* [Records to use]:
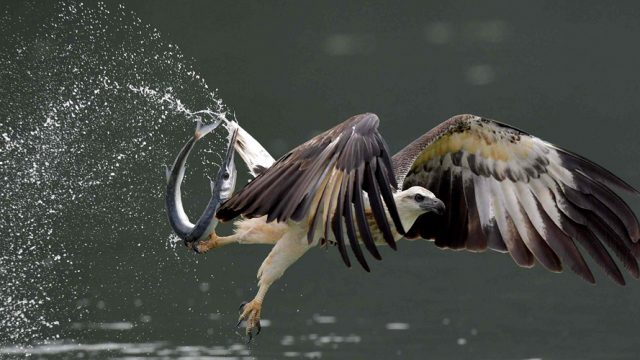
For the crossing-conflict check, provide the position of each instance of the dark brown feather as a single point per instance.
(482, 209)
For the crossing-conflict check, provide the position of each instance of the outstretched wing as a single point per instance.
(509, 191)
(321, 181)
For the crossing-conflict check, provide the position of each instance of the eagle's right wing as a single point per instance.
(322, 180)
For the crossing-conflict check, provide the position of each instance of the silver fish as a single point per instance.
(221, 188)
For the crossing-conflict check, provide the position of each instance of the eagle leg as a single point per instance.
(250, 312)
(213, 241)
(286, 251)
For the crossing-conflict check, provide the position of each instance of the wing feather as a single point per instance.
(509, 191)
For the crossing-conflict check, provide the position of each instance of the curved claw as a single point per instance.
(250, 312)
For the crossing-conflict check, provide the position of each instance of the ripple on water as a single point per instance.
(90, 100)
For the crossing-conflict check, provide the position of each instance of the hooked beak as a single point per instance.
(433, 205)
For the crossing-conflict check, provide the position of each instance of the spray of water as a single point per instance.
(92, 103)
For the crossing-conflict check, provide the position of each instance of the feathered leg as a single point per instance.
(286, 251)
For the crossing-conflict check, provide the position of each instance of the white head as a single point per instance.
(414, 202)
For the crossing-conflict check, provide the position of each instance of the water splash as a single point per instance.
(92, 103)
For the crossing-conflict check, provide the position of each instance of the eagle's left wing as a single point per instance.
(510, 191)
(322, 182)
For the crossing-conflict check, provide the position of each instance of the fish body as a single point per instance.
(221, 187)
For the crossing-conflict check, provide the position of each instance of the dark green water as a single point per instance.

---

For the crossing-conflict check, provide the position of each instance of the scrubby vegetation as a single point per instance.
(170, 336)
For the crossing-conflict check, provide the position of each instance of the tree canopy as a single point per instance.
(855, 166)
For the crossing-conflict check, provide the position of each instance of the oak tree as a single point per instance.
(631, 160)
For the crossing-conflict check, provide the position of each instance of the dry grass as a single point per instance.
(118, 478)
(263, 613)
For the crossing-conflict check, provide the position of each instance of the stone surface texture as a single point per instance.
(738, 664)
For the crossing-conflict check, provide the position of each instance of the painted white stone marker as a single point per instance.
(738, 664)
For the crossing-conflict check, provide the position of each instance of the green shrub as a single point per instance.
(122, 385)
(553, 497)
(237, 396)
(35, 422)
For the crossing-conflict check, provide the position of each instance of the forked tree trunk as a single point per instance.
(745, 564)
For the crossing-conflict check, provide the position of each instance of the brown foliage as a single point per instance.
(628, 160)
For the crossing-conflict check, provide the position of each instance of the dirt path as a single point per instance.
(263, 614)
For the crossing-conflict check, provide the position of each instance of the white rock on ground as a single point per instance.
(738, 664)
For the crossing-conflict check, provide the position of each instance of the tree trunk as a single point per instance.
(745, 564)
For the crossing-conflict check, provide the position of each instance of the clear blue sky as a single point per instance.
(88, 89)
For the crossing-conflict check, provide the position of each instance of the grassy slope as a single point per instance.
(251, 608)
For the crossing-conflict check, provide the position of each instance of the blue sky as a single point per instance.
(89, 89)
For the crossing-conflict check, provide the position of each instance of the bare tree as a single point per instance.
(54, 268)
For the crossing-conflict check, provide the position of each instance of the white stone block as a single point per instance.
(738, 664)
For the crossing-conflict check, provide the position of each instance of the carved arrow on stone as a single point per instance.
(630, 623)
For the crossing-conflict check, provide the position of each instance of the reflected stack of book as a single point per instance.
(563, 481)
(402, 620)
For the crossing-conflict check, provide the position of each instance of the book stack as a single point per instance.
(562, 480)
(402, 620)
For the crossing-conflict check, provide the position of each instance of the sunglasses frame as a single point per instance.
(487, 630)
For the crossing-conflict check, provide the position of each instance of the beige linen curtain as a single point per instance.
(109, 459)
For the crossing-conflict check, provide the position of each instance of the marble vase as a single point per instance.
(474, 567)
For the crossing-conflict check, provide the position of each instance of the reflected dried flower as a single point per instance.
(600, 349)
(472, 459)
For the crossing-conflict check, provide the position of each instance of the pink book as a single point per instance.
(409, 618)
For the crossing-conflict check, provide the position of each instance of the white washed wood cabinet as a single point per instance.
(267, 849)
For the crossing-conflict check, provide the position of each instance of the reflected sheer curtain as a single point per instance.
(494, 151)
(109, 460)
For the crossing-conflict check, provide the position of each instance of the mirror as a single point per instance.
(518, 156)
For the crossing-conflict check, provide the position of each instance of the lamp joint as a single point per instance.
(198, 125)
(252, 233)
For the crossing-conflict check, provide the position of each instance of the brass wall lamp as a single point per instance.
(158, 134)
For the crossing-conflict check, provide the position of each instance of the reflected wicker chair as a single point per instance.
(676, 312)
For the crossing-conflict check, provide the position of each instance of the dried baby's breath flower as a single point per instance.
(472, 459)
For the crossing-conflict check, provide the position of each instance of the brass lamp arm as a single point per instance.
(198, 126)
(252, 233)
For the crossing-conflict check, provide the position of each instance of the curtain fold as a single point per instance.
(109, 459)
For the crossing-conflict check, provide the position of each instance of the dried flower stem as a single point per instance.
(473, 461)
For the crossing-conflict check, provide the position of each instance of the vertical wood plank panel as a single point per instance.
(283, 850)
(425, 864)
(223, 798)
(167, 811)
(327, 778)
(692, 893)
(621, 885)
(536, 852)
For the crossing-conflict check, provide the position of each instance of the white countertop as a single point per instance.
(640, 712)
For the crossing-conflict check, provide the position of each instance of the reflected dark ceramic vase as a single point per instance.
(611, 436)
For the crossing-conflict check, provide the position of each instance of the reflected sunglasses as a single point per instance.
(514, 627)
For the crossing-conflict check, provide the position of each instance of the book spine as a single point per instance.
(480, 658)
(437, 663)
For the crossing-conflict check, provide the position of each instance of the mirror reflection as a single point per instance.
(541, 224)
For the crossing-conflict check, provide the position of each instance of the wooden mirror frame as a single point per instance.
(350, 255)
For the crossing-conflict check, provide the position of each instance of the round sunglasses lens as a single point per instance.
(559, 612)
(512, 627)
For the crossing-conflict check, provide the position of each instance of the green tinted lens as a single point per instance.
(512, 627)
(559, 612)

* [Given problem]:
Gather every line of the items above that contains the word "blue". Case counts.

* [Completed task]:
For the crossing-conflict check, provide the position of each instance of the clear blue sky as a single point per instance.
For the crossing-conflict check, provide the position of each instance of the blue sky as a single point per instance.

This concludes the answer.